> [Do this] Rewrite the material below with each instance of "Annotation task" replaced by "Labeling job", changing nothing else.

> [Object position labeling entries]
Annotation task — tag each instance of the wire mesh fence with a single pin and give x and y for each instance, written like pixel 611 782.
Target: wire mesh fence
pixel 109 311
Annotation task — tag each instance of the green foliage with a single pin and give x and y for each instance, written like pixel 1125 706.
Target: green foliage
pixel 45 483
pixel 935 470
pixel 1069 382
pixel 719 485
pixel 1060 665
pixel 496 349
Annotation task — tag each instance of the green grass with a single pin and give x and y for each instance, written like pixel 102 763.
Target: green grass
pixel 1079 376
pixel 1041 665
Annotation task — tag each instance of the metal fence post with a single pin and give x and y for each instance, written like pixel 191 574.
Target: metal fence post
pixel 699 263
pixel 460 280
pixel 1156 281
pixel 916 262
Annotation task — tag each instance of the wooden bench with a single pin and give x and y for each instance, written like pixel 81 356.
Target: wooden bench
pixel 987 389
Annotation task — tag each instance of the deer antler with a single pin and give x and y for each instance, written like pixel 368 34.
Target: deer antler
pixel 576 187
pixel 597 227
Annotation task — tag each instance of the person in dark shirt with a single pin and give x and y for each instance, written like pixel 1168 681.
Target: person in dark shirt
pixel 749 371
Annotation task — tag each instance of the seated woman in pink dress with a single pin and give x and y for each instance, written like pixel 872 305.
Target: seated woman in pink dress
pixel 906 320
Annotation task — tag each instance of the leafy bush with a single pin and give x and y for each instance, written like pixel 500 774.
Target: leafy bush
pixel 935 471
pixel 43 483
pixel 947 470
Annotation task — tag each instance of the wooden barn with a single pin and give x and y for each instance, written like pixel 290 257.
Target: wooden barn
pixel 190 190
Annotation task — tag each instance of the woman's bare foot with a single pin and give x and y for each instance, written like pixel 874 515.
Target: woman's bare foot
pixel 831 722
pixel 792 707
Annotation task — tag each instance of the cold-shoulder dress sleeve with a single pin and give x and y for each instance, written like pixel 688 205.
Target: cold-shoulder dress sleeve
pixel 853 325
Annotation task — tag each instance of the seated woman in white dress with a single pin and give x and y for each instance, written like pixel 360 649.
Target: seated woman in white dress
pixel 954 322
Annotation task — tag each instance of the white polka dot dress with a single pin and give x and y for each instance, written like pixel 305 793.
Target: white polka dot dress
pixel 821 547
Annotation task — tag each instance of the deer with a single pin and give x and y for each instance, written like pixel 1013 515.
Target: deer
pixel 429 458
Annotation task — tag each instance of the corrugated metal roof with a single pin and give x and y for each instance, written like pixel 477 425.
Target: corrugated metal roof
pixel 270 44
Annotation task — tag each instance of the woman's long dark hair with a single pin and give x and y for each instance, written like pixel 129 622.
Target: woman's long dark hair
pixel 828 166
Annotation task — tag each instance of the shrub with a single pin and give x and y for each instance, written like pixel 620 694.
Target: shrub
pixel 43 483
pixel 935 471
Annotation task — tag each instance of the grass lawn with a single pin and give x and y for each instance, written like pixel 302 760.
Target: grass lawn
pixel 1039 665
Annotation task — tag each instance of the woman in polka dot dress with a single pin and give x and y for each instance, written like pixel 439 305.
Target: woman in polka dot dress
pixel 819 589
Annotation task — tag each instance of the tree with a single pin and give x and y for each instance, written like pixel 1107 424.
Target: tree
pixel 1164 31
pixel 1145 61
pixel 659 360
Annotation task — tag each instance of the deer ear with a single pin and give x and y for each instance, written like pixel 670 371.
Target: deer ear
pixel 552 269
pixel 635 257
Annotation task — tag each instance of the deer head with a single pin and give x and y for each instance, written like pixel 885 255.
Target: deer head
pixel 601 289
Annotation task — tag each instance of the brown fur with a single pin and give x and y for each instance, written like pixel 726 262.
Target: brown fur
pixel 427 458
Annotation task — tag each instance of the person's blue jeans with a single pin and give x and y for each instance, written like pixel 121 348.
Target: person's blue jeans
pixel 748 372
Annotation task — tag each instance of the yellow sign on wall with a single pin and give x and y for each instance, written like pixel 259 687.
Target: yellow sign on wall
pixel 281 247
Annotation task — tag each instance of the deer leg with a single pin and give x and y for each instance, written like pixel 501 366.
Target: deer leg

> [Reply to the task]
Labeling job — tag each instance of the wire mesh fence with a single pin and give x and y for each instance, written like pixel 611 782.
Target: wire mesh fence
pixel 109 311
Labeling job — tag each instance of the green foliage with a single pin and give x and y for each instance, written like pixel 1125 706.
Target: green foliage
pixel 45 483
pixel 935 470
pixel 1069 382
pixel 719 485
pixel 1060 665
pixel 496 349
Labeling job — tag each instance of the green grass with a single pin and give x and y for each instance, written like pixel 102 763.
Target: green grass
pixel 1079 376
pixel 1041 665
Labeling job — tag each instance of the metal fence post with a single pin and give x and y for each instance, written like pixel 191 574.
Target: metal fence post
pixel 699 263
pixel 460 280
pixel 1156 281
pixel 916 262
Labeling job — tag each instance of the wooden bench with a single pin and give x and y for each instance, written like pixel 81 356.
Target: wooden bench
pixel 987 389
Labeling job — tag each instance of the deer antler with a single pin and give x and y for each instance, written like pixel 368 34.
Target: deer antler
pixel 576 187
pixel 597 227
Labeling job — tag each instance of the person in dark shirt with a single pin and give x and y for each instance, written like pixel 1168 681.
Target: person in dark shirt
pixel 749 371
Labeling job — tag each instance of the seated woman in pink dress with a single pin and give x and y for each instance, written like pixel 872 305.
Target: seated woman in pink dress
pixel 906 320
Labeling job — tag each instance of the leafy bush with a single pin and give x and y for each instance, written like pixel 500 774.
Target: leafy bush
pixel 935 471
pixel 43 483
pixel 947 470
Labeling job — tag each instance of the wooden barn with a single pin and give x and y for each instance, written like pixel 290 257.
Target: wooden barn
pixel 190 190
Labeling job — tag each instance of the woman's bare foot with a single pin and give x and y for each instance, written like pixel 874 515.
Target: woman's bare foot
pixel 831 722
pixel 792 707
Labeling job — tag each instance of the cold-shoulder dress sleeve with a single pin and give x and y for each instance, written like pixel 688 205.
Target: cold-shoulder dress sleeve
pixel 853 325
Labeling job — tag each instance of the seated woman in white dress with a single pin and give x and y for each instance, written like pixel 360 649.
Target: seated woman in white dress
pixel 954 322
Labeling job — tag each instance of the white polka dot dress with a single pin and give x and y for each instance, written like pixel 305 793.
Target: white polka dot dress
pixel 821 547
Labeling job — tag each instance of the deer with a single pin and give x and y for each instance, written like pixel 1013 515.
Target: deer
pixel 429 458
Labeling job — tag each instance of the corrugated metal roof with a single pin and give x and y for each instance, written like pixel 477 425.
Target: corrugated metal roof
pixel 270 44
Labeling job — tag each instance of the woman's long dark hair with a single pin and give x and y for each instance, written like pixel 129 622.
Target: woman's long dark hair
pixel 828 166
Labeling job — tag each instance of the shrub with a single pin and give x and y for each instance, written like pixel 620 694.
Target: shrub
pixel 43 483
pixel 935 471
Labeling job — tag each instance of the grass lawn with a single pin and give x and y for each instance, written like pixel 302 760.
Target: grass lawn
pixel 1039 665
Labeling job — tag each instance of the woman in polka dot dress with a single pin and give x and y for each instance, written like pixel 439 305.
Target: woman in polka dot dress
pixel 819 589
Labeling job — tag each instance of the tree with a single pin and give x and y for each instance, written like pixel 1107 424.
Target: tree
pixel 1164 31
pixel 1145 61
pixel 659 360
Labeling job — tag each instance of the deer ear with a single pin and give x and y for each instance, written like pixel 670 371.
Target: deer ear
pixel 552 269
pixel 635 257
Labeling job — tag each instance of the deer head with a single pin and give x and y for each instance, written like pixel 885 255.
Target: deer head
pixel 601 289
Labeling job — tag each instance of the brown fur with a single pin and give x and y for each instance, written like pixel 726 262.
Target: brown fur
pixel 427 458
Labeling job — tag each instance of the person's blue jeans with a single pin and give x and y for each instance, written like pixel 121 348.
Target: person's blue jeans
pixel 748 372
Labeling job — tag each instance of the yellow sign on wall with a single pin and give x and y for each instance, written like pixel 259 687.
Target: yellow sign on wall
pixel 281 247
Labeling job — tag each instance of the deer leg with a single pin and give x and y for each instance, written like pixel 501 366.
Target: deer leg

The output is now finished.